> [Exercise task]: Reproduce all of the entries below word for word, keeping every line unchanged.

-- START Items --

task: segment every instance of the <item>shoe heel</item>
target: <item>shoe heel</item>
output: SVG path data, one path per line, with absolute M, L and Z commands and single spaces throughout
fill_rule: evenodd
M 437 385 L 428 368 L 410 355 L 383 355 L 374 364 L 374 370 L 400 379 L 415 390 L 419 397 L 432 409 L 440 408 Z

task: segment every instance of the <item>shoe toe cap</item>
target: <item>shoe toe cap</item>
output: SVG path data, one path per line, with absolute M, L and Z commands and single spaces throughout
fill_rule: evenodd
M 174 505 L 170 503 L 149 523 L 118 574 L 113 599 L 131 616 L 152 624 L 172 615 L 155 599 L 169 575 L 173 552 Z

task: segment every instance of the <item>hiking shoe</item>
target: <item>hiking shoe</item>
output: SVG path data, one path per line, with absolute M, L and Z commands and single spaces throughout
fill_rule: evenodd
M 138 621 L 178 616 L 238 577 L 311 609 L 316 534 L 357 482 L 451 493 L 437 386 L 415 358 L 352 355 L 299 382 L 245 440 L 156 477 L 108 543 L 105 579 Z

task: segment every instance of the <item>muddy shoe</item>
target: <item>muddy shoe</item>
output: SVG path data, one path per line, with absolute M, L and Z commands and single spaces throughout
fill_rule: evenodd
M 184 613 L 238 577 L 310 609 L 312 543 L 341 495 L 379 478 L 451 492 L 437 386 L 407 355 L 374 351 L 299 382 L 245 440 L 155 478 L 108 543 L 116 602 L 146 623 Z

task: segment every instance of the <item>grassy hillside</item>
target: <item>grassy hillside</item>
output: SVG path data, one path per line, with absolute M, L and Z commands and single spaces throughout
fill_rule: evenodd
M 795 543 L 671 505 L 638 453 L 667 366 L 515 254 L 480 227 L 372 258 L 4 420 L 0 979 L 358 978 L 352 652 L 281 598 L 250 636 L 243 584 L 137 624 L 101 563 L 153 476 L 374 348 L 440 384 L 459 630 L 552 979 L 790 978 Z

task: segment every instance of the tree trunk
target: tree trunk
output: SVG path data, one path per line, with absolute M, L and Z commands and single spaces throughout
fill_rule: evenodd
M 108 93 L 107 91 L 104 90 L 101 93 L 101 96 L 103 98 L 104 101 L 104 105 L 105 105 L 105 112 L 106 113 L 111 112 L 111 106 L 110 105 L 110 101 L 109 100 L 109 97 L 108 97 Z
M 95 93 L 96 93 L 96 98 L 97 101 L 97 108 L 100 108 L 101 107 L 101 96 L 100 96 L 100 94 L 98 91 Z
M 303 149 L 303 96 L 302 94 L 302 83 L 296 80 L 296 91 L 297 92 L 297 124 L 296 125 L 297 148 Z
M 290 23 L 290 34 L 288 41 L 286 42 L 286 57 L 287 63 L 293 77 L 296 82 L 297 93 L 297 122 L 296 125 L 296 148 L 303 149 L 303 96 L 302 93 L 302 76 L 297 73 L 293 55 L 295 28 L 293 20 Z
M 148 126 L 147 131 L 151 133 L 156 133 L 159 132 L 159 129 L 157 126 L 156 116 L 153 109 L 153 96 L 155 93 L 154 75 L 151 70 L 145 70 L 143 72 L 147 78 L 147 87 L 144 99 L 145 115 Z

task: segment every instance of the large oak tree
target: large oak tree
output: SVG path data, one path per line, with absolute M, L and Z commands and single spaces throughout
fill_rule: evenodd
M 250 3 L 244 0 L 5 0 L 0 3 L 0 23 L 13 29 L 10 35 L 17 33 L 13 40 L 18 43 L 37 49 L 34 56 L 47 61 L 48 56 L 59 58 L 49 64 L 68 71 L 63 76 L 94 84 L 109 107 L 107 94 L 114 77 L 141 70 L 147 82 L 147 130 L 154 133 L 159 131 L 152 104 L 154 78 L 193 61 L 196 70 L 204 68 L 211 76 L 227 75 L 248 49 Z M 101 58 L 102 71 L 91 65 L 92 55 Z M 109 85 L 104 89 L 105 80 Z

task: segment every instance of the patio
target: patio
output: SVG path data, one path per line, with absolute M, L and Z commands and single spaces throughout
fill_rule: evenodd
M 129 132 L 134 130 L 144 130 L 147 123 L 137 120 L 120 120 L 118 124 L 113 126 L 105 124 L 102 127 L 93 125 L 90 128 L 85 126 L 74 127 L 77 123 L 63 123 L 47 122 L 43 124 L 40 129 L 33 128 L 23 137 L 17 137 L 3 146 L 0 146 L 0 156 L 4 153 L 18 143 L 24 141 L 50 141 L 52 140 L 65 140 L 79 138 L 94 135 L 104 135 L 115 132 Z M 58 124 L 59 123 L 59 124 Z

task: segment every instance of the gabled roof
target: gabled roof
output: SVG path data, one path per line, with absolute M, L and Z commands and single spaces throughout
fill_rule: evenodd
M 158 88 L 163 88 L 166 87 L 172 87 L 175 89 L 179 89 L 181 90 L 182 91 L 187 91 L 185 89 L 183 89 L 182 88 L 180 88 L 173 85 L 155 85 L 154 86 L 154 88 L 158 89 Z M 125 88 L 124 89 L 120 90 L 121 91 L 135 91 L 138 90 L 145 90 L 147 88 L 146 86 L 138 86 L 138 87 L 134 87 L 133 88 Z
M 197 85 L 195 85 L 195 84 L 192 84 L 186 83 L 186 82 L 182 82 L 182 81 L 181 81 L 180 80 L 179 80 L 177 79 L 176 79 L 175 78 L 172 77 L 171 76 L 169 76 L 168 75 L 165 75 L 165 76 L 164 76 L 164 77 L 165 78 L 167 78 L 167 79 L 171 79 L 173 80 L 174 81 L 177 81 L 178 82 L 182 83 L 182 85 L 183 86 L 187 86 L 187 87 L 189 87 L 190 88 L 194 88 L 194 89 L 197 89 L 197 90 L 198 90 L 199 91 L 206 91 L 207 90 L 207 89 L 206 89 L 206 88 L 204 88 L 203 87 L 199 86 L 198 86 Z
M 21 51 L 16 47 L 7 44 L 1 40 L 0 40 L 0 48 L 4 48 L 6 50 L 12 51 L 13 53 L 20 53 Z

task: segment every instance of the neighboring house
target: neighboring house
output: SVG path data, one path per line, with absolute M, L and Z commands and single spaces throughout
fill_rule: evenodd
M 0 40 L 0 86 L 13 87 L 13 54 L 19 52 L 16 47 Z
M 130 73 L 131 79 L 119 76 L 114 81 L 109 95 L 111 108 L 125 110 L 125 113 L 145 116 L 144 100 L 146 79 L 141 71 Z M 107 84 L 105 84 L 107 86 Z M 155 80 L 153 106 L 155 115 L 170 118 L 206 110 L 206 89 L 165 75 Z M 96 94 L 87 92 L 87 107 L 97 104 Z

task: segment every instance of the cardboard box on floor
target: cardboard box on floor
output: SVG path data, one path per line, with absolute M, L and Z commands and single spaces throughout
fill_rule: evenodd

-- END Items --

> [Result of the exercise]:
task: segment every instance of the <item>shoe heel</item>
target: <item>shoe heel</item>
output: SVG path data, one path per line, with absolute M, L and Z commands and single spaces throughout
fill_rule: evenodd
M 437 385 L 428 368 L 410 355 L 383 355 L 374 364 L 374 370 L 400 379 L 415 390 L 419 397 L 432 409 L 440 408 Z

task: segment every instance of the <item>shoe toe cap</item>
target: <item>shoe toe cap</item>
output: SVG path data, one path per line, with absolute M, L and Z commands and single spaces throughout
fill_rule: evenodd
M 174 505 L 170 503 L 149 523 L 118 574 L 113 599 L 131 616 L 152 624 L 172 615 L 155 599 L 169 575 L 173 552 Z

task: segment every instance of the <item>hiking shoe</item>
target: <item>hiking shoe</item>
output: SVG path data, one path per line, with absolute M, L and Z commands and single spaces throughout
fill_rule: evenodd
M 138 621 L 178 616 L 238 577 L 311 609 L 316 534 L 357 482 L 451 493 L 437 386 L 415 358 L 352 355 L 299 382 L 245 440 L 156 477 L 108 543 L 105 579 Z

task: segment every instance of the <item>muddy shoe</item>
target: <item>muddy shoe</item>
output: SVG path data, one path per line, with absolute M, L and Z commands and single spaces throughout
fill_rule: evenodd
M 184 613 L 238 577 L 310 609 L 312 543 L 341 495 L 379 478 L 451 492 L 437 386 L 407 355 L 374 351 L 299 382 L 245 440 L 155 478 L 108 543 L 116 602 L 146 623 Z

task: segment every instance of the <item>grassy hillside</item>
target: <item>grassy hillside</item>
output: SVG path data, one path per line, with absolute M, L and Z commands and single spaces throughout
fill_rule: evenodd
M 795 543 L 671 505 L 638 453 L 667 366 L 515 254 L 480 227 L 372 258 L 4 420 L 0 979 L 358 978 L 352 652 L 281 598 L 250 636 L 243 584 L 137 624 L 101 563 L 153 476 L 374 348 L 440 384 L 459 630 L 552 979 L 790 978 Z

task: segment every instance of the tree trunk
target: tree trunk
output: SVG path data, one path per line, with absolute M, L and Z commands and single spaces throughout
fill_rule: evenodd
M 108 93 L 107 91 L 104 90 L 101 93 L 101 96 L 103 98 L 104 101 L 104 105 L 105 105 L 105 112 L 106 113 L 111 112 L 111 106 L 110 105 L 110 101 L 109 100 L 109 97 L 108 97 Z
M 95 93 L 96 93 L 96 98 L 97 101 L 97 108 L 100 108 L 101 107 L 101 96 L 100 96 L 100 94 L 98 91 Z
M 303 149 L 303 96 L 302 94 L 302 83 L 296 80 L 296 91 L 297 92 L 297 124 L 296 125 L 297 148 Z
M 290 23 L 290 34 L 288 41 L 286 42 L 286 57 L 287 63 L 293 77 L 296 82 L 297 93 L 297 122 L 296 125 L 296 148 L 303 149 L 303 96 L 302 93 L 302 76 L 297 73 L 293 55 L 295 28 L 293 20 Z
M 148 126 L 147 131 L 151 133 L 156 133 L 159 132 L 159 129 L 157 126 L 156 116 L 153 109 L 153 96 L 155 93 L 154 75 L 151 70 L 145 70 L 143 72 L 147 78 L 147 87 L 144 99 L 145 115 Z

task: segment every instance of the large oak tree
target: large oak tree
output: SVG path data, one path per line, with absolute M, L and Z commands and single spaces throughout
fill_rule: evenodd
M 250 3 L 244 0 L 5 0 L 0 3 L 0 23 L 13 29 L 10 35 L 17 33 L 13 40 L 18 43 L 37 49 L 34 56 L 47 61 L 48 56 L 59 58 L 49 64 L 68 71 L 63 76 L 94 84 L 109 107 L 107 94 L 114 77 L 141 70 L 147 82 L 147 130 L 154 133 L 159 131 L 152 104 L 154 78 L 193 61 L 196 70 L 204 68 L 211 76 L 227 75 L 248 49 Z M 101 58 L 102 71 L 91 65 L 92 55 Z M 109 85 L 104 89 L 105 80 Z

task: segment every instance of the patio
target: patio
output: SVG path data, one path per line, with absolute M, L and Z commands and single spaces throughout
fill_rule: evenodd
M 129 132 L 134 130 L 144 130 L 147 123 L 137 120 L 120 120 L 118 124 L 113 126 L 105 124 L 102 127 L 93 125 L 90 128 L 85 126 L 74 127 L 77 123 L 63 123 L 47 122 L 43 124 L 40 129 L 33 128 L 23 137 L 17 137 L 3 146 L 0 146 L 0 156 L 4 153 L 18 143 L 24 141 L 50 141 L 52 140 L 65 140 L 79 138 L 94 135 L 104 135 L 115 132 Z M 58 124 L 59 123 L 59 124 Z

task: segment every instance of the gabled roof
target: gabled roof
output: SVG path data, one path per line, with absolute M, L and Z commands and single spaces throughout
fill_rule: evenodd
M 158 88 L 163 88 L 166 87 L 172 87 L 175 89 L 179 89 L 181 90 L 182 91 L 187 91 L 185 89 L 183 89 L 182 88 L 180 88 L 173 85 L 155 85 L 154 86 L 154 88 L 158 89 Z M 125 88 L 124 89 L 120 90 L 121 91 L 135 91 L 138 90 L 145 90 L 147 88 L 146 86 L 138 86 L 138 87 L 134 87 L 133 88 Z
M 197 85 L 195 85 L 195 84 L 192 84 L 186 83 L 186 82 L 182 82 L 182 81 L 181 81 L 180 80 L 179 80 L 177 79 L 176 79 L 175 78 L 172 77 L 171 76 L 169 76 L 168 75 L 165 75 L 165 76 L 164 76 L 164 77 L 165 78 L 167 78 L 167 79 L 171 79 L 173 80 L 174 81 L 177 81 L 178 82 L 182 83 L 182 85 L 183 86 L 187 86 L 187 87 L 189 87 L 190 88 L 194 88 L 194 89 L 197 89 L 197 90 L 198 90 L 199 91 L 206 91 L 207 90 L 207 89 L 206 89 L 206 88 L 204 88 L 203 87 L 199 86 L 198 86 Z
M 21 51 L 16 47 L 7 44 L 1 40 L 0 40 L 0 48 L 4 48 L 6 50 L 12 51 L 13 53 L 20 53 Z

task: segment every instance of the neighboring house
target: neighboring house
output: SVG path data, one path per line, with absolute M, L and Z commands and single spaces throughout
fill_rule: evenodd
M 0 40 L 0 86 L 13 87 L 13 54 L 19 52 L 16 47 Z
M 130 73 L 131 79 L 119 76 L 114 81 L 109 95 L 111 108 L 125 110 L 125 113 L 145 116 L 144 100 L 146 79 L 141 71 Z M 107 84 L 105 84 L 107 86 Z M 155 80 L 153 106 L 155 115 L 170 118 L 206 110 L 206 89 L 165 75 Z M 96 94 L 87 92 L 87 107 L 97 104 Z

task: segment every instance of the cardboard box on floor
target: cardboard box on floor
output: SVG path data, one path per line, with absolute M, L and Z commands and single spaces throughout
fill_rule: evenodd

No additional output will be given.